**Required task:** List every reference numeral that appears in the passage on electro-optical connectors, with the component each numeral labels.

**Quoted text:**

##############################

The example electro-optical connector 101 may also include a first conductive alignment feature 108. The first conductive alignment feature 108 may be electrically engaged with an electrical contact 120 within the example electro-optical connector 101, such that the first conductive alignment feature can receive an electrical signal or electrical power from the electrical contact 120. In some implementations, the first conductive alignment feature 108 may be a first conductive guide post. The first conductive guide post 108 may comprise a conductive material, such as metal, for example, in some implementations. The first conductive guide post 108 may mechanically and electrically engage with the first conductive alignment feature 110 of the complementary electro-optical connector 106. The first conductive alignment feature 110 may be electrically engaged with an electrical contact 122 within the complementary electro-optical connector 106, such that the first conductive alignment feature 110 can receive an electrical signal or electrical power from the electrical contact 122. In some implementations, the first conductive alignment feature 110 may be a first guide pocket 110. The first guide pocket 110 may be a cavity or pocket disposed within the complementary electro-optical connector 106 and sufficiently sized and structured to receive the first conductive guide post 108. The first guide pocket 110 may be engaged with the electrical contact 122, such that the electrical contact extends partially into the first guide pocket 110. Upon the first guide pocket 110 receiving the first conductive guide post 108, the electrical contact 122 may come into electrical engagement with the first conductive guide post 108. Therefore, in other words, when the guide post 108 is inserted into the guide pocket 110, the guide post 108 may be able to conduct an electrical signal or electrical power from the electrical contact 120 to the electrical contact 122, and vice versa.

##############################

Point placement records
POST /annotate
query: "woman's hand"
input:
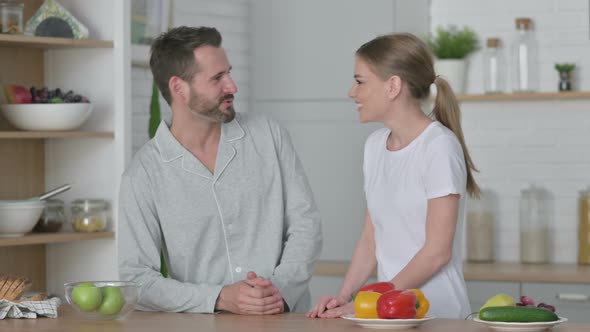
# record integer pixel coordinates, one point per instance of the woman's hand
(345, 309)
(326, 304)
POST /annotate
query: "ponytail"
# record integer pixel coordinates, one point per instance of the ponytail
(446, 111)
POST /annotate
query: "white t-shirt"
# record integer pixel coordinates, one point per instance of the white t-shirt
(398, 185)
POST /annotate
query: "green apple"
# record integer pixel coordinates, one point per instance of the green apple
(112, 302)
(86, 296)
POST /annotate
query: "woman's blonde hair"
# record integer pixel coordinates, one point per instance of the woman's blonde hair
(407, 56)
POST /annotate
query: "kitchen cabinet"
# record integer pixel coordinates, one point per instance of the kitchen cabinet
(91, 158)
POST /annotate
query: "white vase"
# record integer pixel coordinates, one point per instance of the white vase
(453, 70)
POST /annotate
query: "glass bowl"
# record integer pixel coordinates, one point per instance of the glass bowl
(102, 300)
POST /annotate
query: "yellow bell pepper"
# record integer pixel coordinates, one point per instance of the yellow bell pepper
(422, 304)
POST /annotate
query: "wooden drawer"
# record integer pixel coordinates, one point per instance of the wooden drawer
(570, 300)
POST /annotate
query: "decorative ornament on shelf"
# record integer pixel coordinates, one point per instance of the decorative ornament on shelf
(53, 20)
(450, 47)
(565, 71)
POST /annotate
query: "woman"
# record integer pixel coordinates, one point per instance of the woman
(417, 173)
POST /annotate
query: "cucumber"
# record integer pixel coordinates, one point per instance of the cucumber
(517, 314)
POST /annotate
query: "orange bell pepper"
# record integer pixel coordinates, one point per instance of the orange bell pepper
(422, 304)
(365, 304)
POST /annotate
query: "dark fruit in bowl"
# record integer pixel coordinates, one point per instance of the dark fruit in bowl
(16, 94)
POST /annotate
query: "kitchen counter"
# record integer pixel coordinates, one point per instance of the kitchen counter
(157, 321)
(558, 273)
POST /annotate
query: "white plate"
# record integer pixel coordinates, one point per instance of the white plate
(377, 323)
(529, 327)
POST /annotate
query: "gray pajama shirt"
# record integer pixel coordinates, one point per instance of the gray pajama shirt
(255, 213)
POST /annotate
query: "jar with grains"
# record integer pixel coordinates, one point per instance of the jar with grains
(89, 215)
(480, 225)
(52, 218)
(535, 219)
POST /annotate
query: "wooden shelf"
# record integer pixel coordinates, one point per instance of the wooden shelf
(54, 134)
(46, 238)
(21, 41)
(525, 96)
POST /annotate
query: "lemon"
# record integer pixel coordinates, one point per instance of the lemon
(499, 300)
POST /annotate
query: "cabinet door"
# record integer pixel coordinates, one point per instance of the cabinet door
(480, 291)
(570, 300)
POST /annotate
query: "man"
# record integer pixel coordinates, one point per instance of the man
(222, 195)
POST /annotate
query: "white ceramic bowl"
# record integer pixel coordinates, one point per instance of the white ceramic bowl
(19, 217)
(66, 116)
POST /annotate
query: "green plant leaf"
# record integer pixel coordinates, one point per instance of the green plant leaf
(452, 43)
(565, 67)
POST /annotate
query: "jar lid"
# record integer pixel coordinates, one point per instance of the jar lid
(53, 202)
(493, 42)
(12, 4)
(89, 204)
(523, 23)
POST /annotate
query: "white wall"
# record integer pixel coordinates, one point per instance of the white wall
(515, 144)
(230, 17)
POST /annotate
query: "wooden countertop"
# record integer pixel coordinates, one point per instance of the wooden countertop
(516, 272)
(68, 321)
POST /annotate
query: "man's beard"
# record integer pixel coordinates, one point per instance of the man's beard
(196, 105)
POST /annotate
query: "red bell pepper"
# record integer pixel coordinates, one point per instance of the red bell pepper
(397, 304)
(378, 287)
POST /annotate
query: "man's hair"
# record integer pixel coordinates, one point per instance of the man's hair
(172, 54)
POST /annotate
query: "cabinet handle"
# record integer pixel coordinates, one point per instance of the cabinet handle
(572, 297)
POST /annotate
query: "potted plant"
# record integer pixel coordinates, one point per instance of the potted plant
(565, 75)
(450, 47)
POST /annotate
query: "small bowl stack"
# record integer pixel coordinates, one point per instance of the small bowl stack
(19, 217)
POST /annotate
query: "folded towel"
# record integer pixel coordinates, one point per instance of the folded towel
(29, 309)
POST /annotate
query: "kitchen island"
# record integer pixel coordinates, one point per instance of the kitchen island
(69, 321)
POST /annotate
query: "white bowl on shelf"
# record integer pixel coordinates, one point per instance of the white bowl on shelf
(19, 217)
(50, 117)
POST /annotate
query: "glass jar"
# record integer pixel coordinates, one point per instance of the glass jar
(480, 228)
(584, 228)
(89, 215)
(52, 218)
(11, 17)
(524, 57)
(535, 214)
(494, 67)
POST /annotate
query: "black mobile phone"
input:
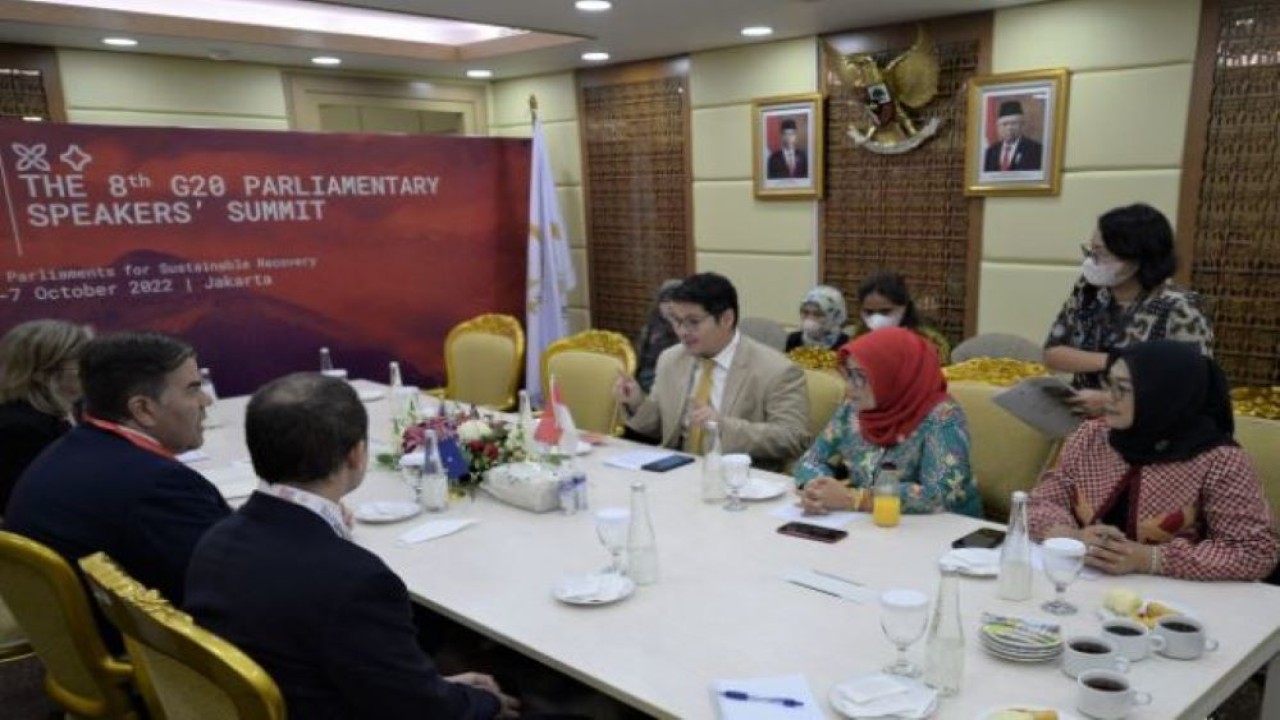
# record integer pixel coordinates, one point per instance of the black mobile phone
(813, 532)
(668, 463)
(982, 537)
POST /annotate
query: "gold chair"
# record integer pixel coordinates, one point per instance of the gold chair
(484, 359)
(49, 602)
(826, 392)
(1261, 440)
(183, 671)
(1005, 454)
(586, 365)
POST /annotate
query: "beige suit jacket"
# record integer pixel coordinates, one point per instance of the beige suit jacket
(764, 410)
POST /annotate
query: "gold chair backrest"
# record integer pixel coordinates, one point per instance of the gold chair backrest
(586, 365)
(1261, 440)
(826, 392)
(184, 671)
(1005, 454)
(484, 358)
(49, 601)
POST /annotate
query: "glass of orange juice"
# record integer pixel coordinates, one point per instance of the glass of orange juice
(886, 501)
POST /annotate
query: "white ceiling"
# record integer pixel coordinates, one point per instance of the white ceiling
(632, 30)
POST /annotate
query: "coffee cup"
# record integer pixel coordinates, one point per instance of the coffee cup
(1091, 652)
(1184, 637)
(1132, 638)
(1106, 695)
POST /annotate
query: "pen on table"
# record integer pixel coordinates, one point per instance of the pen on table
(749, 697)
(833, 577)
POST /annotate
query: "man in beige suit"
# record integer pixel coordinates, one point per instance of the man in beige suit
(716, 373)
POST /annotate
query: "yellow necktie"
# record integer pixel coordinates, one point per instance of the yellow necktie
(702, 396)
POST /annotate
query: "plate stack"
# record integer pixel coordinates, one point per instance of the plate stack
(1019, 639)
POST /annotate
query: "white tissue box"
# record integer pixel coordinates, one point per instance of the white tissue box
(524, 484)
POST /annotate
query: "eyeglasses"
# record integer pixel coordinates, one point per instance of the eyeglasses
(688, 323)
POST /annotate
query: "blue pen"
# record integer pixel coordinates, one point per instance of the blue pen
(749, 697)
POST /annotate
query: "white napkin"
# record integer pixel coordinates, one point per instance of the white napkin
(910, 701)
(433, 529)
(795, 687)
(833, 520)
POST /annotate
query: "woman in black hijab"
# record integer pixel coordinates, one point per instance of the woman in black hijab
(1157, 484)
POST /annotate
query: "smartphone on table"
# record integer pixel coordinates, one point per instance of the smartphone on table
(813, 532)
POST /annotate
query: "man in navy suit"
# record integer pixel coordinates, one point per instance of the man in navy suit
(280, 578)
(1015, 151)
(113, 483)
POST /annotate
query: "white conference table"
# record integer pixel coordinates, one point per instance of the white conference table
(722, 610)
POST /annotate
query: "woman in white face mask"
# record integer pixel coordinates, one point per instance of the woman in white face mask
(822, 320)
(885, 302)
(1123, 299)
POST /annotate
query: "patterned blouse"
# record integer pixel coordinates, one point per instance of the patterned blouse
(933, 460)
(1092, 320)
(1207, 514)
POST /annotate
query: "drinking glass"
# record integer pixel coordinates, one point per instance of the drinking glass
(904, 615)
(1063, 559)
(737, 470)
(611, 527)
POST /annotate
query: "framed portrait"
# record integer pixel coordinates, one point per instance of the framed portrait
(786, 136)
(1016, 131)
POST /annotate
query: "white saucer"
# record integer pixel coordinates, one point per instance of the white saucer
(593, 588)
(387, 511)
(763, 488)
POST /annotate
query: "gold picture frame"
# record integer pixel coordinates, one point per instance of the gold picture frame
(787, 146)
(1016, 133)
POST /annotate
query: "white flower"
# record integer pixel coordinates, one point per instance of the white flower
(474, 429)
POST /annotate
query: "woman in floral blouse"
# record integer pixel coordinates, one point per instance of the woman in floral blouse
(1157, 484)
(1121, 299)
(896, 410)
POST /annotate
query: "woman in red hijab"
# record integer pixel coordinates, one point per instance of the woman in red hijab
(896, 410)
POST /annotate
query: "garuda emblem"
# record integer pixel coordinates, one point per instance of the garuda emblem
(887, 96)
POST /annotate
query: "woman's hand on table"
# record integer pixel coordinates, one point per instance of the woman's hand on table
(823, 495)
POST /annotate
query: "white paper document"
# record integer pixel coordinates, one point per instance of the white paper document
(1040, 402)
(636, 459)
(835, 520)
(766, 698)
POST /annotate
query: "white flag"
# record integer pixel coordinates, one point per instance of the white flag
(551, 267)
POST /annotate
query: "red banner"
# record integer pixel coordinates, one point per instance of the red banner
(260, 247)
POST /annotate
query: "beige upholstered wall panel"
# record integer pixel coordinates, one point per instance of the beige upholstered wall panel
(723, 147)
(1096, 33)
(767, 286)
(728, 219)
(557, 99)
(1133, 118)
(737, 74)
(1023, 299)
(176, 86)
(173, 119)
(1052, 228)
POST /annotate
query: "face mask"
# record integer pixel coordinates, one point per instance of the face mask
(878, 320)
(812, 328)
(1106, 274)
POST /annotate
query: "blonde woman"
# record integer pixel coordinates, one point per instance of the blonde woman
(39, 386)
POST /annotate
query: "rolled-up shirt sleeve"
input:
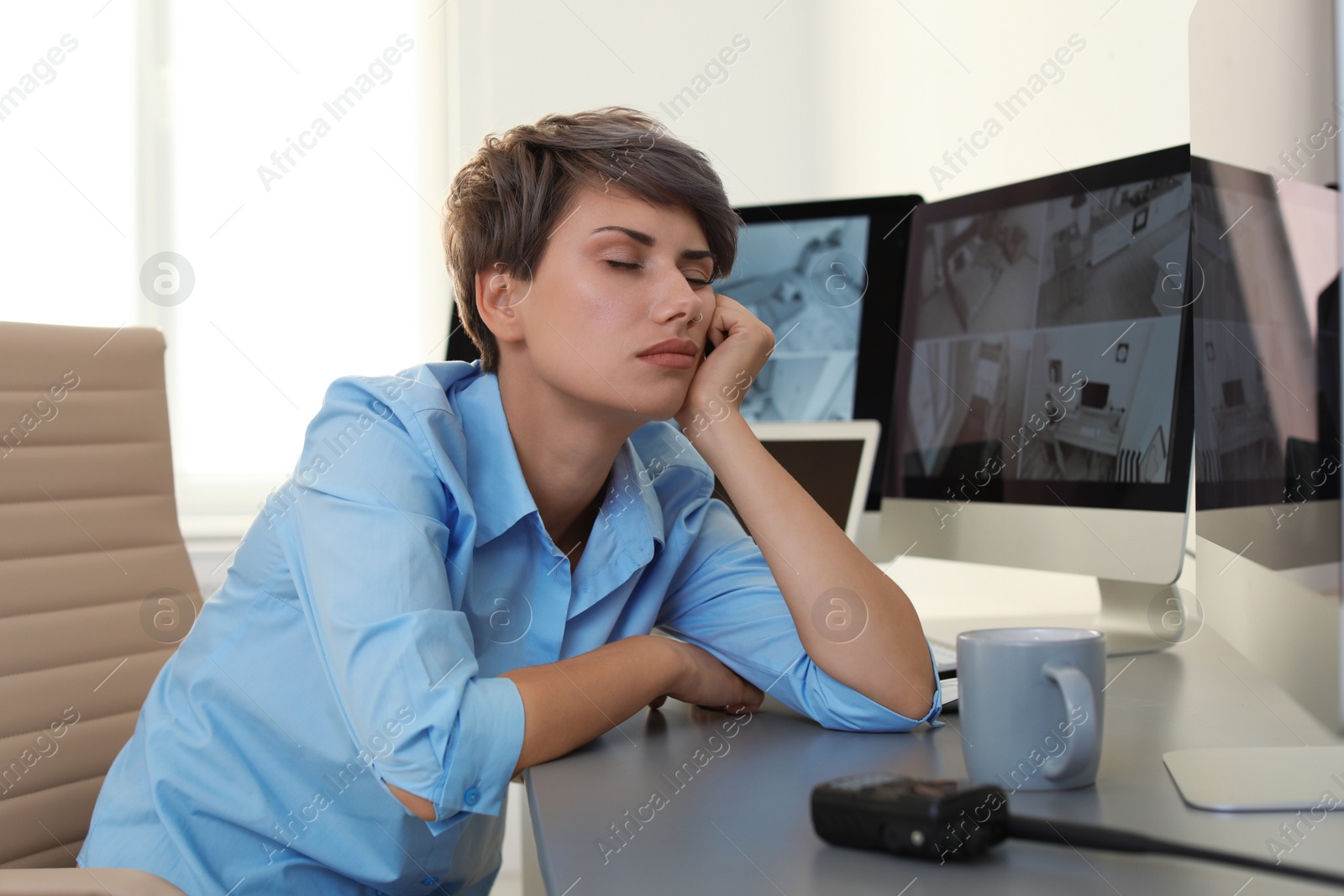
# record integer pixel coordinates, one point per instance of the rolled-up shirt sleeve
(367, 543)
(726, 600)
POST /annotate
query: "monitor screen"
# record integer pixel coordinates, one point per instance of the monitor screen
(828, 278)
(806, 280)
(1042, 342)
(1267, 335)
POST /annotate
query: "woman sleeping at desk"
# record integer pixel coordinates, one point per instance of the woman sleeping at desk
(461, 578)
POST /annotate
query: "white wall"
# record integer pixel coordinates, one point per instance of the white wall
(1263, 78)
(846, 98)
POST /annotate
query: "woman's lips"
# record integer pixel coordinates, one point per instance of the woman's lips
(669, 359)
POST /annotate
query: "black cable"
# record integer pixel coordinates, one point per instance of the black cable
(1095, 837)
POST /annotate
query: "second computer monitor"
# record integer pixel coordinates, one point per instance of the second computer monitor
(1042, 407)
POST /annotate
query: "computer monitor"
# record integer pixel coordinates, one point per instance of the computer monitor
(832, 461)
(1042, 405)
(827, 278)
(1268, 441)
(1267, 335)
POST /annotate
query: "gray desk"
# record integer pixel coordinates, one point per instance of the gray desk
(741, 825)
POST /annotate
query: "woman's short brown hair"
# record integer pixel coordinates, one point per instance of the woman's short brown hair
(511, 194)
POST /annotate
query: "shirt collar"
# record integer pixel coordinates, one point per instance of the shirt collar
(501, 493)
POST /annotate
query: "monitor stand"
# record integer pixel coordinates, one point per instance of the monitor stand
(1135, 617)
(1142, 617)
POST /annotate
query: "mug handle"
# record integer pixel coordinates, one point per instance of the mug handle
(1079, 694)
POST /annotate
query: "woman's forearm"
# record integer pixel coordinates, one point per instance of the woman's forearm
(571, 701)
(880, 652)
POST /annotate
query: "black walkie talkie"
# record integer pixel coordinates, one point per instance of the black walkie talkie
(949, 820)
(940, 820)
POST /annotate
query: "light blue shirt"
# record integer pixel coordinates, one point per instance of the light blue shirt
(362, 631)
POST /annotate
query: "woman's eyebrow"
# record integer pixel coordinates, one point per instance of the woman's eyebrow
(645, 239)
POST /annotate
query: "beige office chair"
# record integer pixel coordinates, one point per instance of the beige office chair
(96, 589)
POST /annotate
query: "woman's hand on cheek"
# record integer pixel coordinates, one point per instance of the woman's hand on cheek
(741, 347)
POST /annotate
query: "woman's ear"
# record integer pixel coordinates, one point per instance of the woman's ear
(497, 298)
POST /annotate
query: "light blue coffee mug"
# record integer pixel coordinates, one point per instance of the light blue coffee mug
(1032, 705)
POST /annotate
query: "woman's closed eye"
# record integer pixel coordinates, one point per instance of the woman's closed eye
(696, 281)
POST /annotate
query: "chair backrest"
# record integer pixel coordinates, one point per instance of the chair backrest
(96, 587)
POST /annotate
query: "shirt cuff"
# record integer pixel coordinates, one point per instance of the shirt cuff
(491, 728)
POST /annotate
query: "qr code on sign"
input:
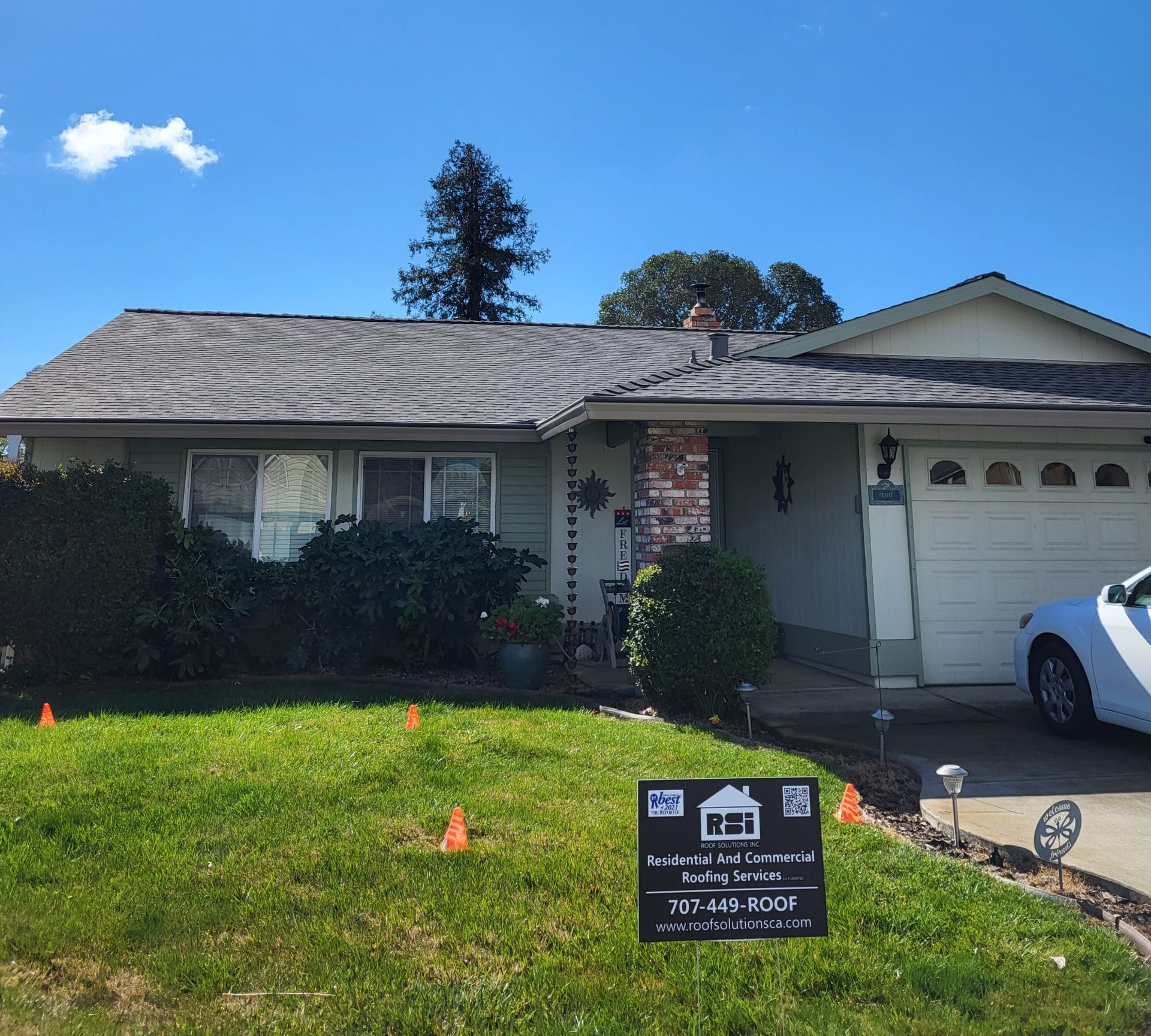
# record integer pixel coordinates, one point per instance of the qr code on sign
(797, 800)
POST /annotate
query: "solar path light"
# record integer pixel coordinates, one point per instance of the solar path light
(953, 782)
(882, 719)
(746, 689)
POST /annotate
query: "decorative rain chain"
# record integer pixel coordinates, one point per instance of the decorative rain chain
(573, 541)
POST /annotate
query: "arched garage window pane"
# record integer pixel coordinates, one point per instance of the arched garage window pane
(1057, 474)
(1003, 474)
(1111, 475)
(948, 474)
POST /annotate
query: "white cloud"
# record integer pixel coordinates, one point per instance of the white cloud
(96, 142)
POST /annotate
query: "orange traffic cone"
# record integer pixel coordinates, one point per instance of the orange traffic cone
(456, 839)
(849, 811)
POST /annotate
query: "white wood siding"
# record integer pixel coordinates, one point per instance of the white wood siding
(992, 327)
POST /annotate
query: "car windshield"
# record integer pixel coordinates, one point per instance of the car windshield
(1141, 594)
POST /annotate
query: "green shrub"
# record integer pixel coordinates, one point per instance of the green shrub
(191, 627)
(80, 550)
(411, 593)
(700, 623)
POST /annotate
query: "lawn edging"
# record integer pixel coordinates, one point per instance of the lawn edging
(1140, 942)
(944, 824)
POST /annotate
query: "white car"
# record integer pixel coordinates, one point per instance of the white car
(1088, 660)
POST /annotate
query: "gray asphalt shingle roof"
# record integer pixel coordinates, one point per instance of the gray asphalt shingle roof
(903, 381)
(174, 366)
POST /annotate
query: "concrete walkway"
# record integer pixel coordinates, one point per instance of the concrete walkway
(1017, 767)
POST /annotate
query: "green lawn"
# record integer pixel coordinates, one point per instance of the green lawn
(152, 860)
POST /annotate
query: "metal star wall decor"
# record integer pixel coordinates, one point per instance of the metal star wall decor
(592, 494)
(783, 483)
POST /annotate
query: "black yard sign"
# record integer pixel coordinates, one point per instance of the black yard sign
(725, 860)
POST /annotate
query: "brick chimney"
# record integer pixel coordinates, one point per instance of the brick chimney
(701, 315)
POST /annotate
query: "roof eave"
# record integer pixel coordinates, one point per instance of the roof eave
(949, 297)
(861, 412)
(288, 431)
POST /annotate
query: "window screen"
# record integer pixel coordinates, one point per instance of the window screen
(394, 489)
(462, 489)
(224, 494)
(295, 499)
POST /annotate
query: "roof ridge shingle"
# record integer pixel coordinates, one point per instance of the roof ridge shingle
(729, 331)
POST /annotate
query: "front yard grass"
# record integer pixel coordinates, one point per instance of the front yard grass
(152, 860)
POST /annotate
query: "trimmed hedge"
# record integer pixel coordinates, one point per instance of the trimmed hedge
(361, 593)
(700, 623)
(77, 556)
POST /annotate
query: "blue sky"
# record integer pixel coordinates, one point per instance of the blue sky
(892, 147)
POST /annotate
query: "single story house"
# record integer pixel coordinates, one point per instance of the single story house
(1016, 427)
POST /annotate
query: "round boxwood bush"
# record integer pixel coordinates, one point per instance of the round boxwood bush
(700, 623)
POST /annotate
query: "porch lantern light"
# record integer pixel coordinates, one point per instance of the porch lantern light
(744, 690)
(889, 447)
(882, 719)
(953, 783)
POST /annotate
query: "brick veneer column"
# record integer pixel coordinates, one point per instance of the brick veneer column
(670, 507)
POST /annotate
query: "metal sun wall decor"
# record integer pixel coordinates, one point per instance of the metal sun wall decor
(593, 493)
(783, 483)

##############################

**Reply to the exercise:**
- 101: the example electro-optical connector
- 106: the complementary electro-optical connector
- 108: the first conductive alignment feature of the example connector, which may be a first conductive guide post
- 110: the first conductive alignment feature of the complementary connector, which may be a first guide pocket
- 120: the electrical contact within the example electro-optical connector
- 122: the electrical contact within the complementary electro-optical connector